◆ **EXERCISE DIRECTIONS**
Scan the material for the string "gabled" and copy out every line in which it occurs.

┌──

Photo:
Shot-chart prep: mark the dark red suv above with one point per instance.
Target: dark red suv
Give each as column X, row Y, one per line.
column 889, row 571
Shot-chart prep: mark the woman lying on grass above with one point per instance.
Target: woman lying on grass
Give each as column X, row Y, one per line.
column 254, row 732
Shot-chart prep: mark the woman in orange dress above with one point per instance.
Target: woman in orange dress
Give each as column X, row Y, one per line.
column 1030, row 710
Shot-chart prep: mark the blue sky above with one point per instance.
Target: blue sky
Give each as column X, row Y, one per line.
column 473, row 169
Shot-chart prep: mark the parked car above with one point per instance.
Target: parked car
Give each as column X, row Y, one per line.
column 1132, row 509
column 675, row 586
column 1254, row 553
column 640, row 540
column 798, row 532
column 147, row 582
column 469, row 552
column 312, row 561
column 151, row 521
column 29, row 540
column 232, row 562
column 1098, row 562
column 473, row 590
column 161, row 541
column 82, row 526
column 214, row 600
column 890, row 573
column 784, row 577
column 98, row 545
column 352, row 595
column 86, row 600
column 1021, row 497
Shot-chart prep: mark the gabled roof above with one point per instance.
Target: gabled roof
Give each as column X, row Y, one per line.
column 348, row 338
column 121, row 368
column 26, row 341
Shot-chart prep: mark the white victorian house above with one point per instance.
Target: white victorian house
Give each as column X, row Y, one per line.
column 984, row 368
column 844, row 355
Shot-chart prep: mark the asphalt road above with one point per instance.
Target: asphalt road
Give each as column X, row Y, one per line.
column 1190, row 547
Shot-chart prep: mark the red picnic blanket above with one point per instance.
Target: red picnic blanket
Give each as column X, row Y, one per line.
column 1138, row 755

└──
┌──

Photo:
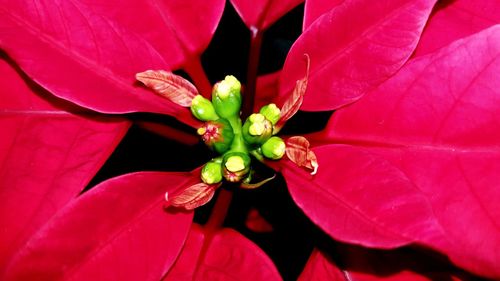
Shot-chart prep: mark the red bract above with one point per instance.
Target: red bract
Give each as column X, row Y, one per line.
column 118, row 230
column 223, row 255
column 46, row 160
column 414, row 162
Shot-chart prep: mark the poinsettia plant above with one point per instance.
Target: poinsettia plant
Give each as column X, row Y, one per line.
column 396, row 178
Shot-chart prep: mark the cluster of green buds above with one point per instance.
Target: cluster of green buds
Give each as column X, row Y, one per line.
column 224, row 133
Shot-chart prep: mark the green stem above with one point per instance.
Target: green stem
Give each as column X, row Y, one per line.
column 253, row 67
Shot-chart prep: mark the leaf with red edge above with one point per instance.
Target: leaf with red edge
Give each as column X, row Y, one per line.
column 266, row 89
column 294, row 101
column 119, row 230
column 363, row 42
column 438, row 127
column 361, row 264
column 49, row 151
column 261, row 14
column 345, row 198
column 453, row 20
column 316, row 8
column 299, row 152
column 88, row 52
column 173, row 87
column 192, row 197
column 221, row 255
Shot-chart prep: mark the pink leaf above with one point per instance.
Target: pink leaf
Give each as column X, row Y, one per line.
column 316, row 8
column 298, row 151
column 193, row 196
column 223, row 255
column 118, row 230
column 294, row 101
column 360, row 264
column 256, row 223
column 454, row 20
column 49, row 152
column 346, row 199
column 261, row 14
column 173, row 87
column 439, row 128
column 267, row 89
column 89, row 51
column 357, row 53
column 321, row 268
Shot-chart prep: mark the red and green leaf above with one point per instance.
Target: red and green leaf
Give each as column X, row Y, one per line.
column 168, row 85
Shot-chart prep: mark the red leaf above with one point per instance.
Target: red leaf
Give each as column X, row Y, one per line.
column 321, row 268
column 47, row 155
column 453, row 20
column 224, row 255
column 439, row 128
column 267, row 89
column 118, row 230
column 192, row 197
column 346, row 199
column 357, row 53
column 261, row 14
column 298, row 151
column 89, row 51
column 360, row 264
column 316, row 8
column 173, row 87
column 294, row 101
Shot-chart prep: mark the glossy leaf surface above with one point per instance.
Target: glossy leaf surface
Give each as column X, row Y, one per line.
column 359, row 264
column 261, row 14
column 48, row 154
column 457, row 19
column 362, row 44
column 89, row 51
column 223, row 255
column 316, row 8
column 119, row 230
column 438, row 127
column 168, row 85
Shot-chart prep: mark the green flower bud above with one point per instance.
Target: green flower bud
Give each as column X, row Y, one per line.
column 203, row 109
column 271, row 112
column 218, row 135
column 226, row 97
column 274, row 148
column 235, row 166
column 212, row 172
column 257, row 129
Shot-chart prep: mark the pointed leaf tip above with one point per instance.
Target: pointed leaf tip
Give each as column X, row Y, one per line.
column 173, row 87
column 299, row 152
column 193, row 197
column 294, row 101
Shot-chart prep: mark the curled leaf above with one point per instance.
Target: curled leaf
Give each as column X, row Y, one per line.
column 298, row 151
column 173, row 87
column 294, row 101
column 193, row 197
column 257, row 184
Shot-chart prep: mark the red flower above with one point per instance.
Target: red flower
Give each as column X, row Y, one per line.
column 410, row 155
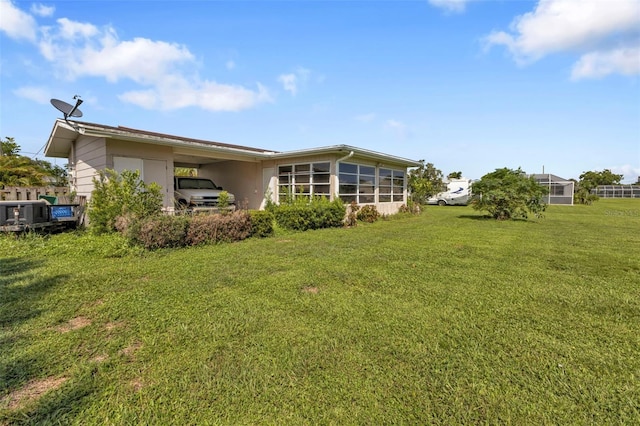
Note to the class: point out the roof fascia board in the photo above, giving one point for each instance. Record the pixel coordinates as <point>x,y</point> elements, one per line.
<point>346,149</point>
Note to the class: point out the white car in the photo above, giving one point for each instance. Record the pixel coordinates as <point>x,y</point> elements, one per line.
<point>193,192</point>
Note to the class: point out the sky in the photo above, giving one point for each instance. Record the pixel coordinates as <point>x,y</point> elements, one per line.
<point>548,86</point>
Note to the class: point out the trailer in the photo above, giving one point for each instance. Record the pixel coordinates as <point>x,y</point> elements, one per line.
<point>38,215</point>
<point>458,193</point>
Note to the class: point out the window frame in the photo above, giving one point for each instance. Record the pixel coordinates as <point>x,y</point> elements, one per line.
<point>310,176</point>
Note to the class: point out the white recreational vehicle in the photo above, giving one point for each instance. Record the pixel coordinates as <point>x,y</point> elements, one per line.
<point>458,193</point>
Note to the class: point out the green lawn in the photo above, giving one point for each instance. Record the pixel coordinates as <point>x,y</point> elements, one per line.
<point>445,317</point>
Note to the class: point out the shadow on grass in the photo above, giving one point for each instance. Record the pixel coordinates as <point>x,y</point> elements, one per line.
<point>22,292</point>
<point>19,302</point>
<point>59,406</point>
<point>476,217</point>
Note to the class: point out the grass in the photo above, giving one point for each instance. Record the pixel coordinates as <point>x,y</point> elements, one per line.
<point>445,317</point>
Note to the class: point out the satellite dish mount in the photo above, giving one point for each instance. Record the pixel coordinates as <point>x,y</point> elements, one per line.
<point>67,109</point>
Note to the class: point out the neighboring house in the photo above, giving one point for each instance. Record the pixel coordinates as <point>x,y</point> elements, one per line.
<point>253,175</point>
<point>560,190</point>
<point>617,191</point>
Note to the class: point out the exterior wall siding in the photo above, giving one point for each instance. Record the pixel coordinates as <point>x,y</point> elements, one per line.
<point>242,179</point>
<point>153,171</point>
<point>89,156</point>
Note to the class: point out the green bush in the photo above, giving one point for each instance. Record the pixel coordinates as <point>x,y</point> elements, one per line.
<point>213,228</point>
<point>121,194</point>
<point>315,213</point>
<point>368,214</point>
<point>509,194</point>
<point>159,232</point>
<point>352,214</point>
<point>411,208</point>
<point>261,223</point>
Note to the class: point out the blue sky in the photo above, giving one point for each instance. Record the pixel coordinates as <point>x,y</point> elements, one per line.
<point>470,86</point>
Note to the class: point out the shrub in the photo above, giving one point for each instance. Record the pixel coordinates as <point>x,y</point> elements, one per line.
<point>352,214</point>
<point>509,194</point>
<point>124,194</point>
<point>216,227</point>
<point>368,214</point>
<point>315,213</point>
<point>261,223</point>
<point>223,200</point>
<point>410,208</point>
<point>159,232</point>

└──
┌──

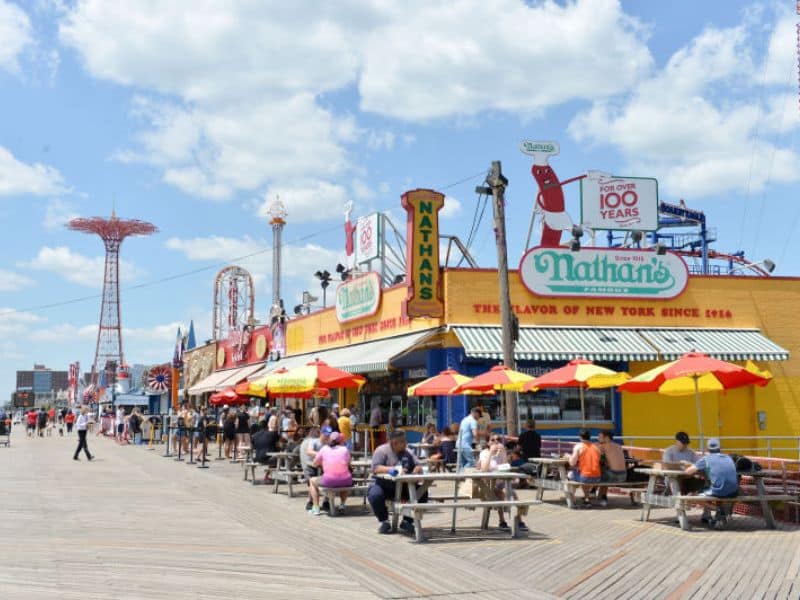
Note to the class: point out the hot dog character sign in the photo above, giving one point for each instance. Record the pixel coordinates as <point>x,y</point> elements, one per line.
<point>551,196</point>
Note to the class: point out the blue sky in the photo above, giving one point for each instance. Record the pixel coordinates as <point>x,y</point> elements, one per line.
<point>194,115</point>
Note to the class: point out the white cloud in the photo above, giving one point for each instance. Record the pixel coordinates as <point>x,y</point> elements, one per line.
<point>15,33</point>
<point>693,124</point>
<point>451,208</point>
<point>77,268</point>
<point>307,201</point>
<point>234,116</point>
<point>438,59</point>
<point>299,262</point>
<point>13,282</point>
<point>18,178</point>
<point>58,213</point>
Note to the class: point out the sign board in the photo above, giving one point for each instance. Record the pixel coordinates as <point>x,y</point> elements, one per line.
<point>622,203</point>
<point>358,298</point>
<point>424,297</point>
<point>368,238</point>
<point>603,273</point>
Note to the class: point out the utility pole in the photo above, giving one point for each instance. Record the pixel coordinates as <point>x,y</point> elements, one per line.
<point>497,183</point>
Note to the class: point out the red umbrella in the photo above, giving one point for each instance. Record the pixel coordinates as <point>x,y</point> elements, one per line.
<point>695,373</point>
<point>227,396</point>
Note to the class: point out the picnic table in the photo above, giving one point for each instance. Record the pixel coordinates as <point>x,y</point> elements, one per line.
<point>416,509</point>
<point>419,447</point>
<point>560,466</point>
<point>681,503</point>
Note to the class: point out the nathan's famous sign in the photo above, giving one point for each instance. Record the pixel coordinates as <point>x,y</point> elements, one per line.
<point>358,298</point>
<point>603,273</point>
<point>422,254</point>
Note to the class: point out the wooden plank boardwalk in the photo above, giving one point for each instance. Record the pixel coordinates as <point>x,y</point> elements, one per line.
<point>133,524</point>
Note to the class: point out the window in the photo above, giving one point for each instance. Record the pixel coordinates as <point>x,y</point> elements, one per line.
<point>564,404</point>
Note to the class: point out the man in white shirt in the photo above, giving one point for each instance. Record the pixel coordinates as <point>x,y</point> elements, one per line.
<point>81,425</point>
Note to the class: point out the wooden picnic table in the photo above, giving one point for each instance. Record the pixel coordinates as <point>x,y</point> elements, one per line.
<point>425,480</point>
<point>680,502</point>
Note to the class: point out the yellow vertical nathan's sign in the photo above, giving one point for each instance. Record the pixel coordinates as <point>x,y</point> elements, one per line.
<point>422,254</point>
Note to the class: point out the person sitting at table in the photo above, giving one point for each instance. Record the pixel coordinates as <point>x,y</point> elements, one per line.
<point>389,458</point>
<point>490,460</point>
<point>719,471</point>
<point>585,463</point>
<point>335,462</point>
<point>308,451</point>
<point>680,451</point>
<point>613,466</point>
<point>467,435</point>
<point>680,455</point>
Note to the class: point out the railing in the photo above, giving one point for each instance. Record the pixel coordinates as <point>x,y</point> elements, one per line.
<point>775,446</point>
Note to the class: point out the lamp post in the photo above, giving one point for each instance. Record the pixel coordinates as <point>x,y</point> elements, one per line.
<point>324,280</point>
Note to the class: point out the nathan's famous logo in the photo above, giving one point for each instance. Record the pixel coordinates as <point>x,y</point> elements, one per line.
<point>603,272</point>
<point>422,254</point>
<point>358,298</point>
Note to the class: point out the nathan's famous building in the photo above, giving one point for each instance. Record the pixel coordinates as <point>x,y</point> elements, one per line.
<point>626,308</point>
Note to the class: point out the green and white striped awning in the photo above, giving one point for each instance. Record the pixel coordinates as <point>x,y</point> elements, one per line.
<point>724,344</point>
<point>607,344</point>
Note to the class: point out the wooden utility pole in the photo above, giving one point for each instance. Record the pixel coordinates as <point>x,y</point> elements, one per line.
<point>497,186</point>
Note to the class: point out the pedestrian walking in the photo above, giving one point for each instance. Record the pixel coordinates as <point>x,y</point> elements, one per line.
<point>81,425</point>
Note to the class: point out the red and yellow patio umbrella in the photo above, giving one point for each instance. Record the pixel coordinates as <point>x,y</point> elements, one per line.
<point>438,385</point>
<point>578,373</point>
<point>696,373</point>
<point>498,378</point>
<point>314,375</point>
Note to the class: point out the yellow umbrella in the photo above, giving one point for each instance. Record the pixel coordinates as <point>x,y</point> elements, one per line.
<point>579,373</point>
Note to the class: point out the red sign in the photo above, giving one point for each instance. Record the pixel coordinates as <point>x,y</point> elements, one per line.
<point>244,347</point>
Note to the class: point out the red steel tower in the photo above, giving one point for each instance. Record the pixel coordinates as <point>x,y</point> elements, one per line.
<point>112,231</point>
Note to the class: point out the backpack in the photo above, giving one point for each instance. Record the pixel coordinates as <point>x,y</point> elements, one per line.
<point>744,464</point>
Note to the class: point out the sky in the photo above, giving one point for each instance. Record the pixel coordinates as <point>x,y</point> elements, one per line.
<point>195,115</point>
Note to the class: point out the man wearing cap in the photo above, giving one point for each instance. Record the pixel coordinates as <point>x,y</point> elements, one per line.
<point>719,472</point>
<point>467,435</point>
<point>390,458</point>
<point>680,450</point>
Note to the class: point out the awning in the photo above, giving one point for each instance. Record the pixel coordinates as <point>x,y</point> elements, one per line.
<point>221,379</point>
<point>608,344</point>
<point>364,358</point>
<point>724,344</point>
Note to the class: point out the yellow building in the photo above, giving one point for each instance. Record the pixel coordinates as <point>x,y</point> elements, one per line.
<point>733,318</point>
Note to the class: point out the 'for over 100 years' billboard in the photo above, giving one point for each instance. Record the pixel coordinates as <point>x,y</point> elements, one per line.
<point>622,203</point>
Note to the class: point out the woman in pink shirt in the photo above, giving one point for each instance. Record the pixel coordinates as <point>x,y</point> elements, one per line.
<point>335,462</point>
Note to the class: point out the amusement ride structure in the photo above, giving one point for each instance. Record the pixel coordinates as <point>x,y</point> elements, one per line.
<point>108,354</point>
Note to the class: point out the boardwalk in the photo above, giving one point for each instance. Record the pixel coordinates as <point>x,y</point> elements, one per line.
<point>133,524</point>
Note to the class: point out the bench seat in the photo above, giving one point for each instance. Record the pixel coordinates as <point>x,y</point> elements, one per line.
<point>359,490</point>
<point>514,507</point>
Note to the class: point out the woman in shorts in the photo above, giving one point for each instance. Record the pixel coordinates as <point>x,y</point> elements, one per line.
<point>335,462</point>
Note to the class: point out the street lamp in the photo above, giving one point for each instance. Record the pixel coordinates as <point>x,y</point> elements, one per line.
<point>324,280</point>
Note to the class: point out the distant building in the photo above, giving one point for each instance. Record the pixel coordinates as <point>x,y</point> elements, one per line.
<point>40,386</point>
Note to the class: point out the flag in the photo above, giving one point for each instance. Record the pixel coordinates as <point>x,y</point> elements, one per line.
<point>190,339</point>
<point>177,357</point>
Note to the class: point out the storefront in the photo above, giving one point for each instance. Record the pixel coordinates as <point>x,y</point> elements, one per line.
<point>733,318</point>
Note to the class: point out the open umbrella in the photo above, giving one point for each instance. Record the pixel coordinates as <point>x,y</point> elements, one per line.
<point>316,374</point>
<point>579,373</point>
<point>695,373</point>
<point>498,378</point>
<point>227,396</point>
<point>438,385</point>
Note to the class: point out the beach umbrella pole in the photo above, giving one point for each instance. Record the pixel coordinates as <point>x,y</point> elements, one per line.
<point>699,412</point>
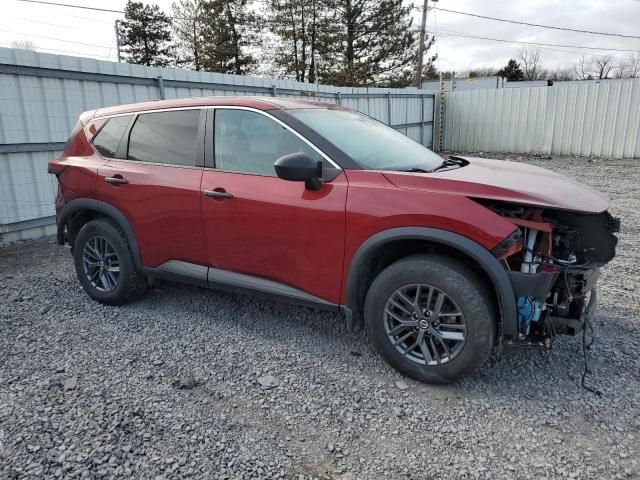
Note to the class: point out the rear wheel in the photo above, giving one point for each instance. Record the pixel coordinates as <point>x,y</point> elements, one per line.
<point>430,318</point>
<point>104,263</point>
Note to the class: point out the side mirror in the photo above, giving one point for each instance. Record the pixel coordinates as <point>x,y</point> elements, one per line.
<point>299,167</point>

└──

◆ **ANSWER TO THIS TASK**
Shot-chart prep: mark the gabled roof above with one point per instance.
Target: gabled roof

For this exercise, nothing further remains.